======== 原文

我們可以將這種實時性的外在表現比擬為街頭交談方式。在過去的口耳交流時期,人們也是在街頭交談,但經網絡技術的重新打造,它不再存在于現實的面對面環境中,而是以分布式、虛擬化方式存在,達到跨時間維、空間維的效果。街頭交流方式雖然根據實現介質的不同,存在許多外觀上的差異,但其內在的交互性本質并沒有變化。學者周憲認為,其特點集中表現在三個方面:角色互換性、選擇性和整體介入性。其一,街頭交談中主體間存在反應和角色交換的可能,即信息經發送者傳遞至接收方,并引起對方產生某種反應;反過來,對方的信息反饋回來也可能造成自己的某種反應。這些反應存在即時性。隨著交談內容的變化,兩者反應的結果可能造成角色的互換。其二,街頭交談的主體擁有自己的選擇權,并且這種選擇能力是雙向對稱的。無論是現實生活,還是在網上沖浪,主體間交談的話題經常是隨機的和易變的,容易超出某些主體的興趣范圍,主體可以隨時中斷正在交談的話題,另外選擇自己感興趣的內容。其三,街頭交談時主體以整體性方式介入。整體介入的目標是為了獲取直接性經驗,通過這種個性化的參與,主體可以將自己的喜好與品位投射在交談過程中,收集各種復雜的信息并將它們作個性化理解。所以,整體介入突出了主體“在場的有效性”,從而獲取直接經驗[1](P236-239)。這種強交互性和弱可控性有效地保證了交流中雙向度甚至多向度的實現,這突出表現在互聯網環境中。

================
======== 收集資料

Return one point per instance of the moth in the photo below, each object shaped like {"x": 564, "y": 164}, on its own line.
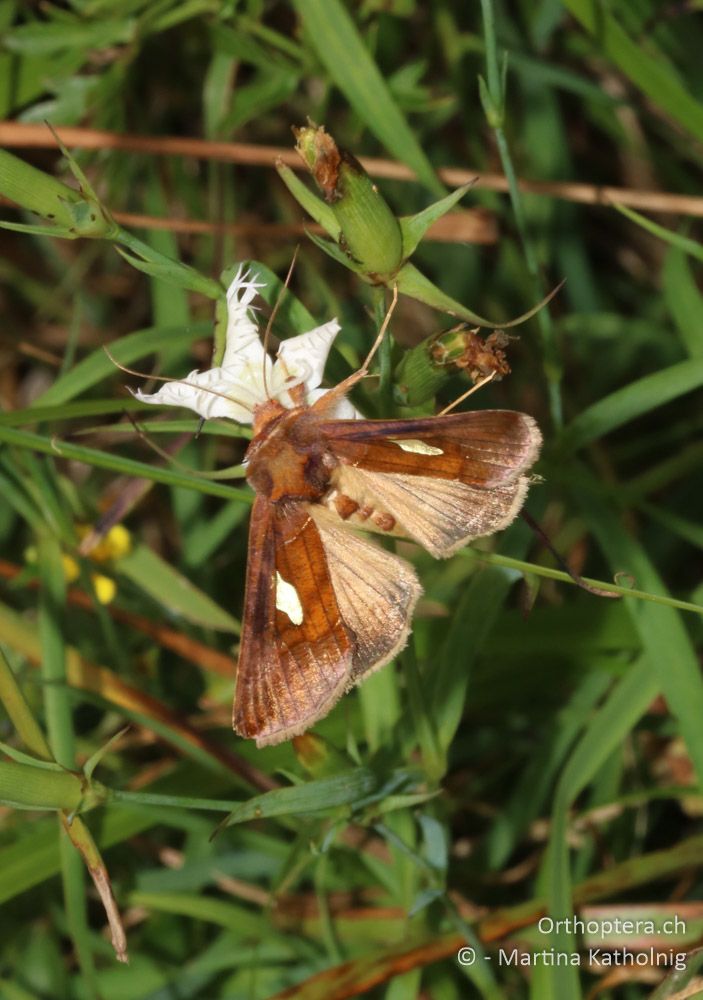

================

▶ _練習題目_:
• 1. 請根據原文回答以下問題:
(a) 學者周憲認為街頭交流方式的特點集中表現在哪三個方面?
(b) 主體間交談的話題經常具有怎樣的特點?
(c) 整體介入的目標是什麼?
• 2. 判斷下列陳述是否與原文相符,以「是」或「否」作答,並引用原文中起決定作用的字句:
(a) 經網絡技術重新打造後,街頭交談仍存在於現實的面對面環境中。
(b) 街頭交談主體的選擇能力是雙向對稱的。
(c) 街頭交流方式因實現介質不同,其內在的交互性本質也隨之改變。
作答時請僅依據原文,不參考資料。

▶ _參考答案_:
• 1.
(a) 角色互換性、選擇性和整體介入性。
(b) 隨機的和易變的。
(c) 獲取直接性經驗。

• 2.
(a) 否:「它不再存在于現實的面對面環境中」
(b) 是:「并且這種選擇能力是雙向對稱的」
(c) 否:「但其內在的交互性本質并沒有變化」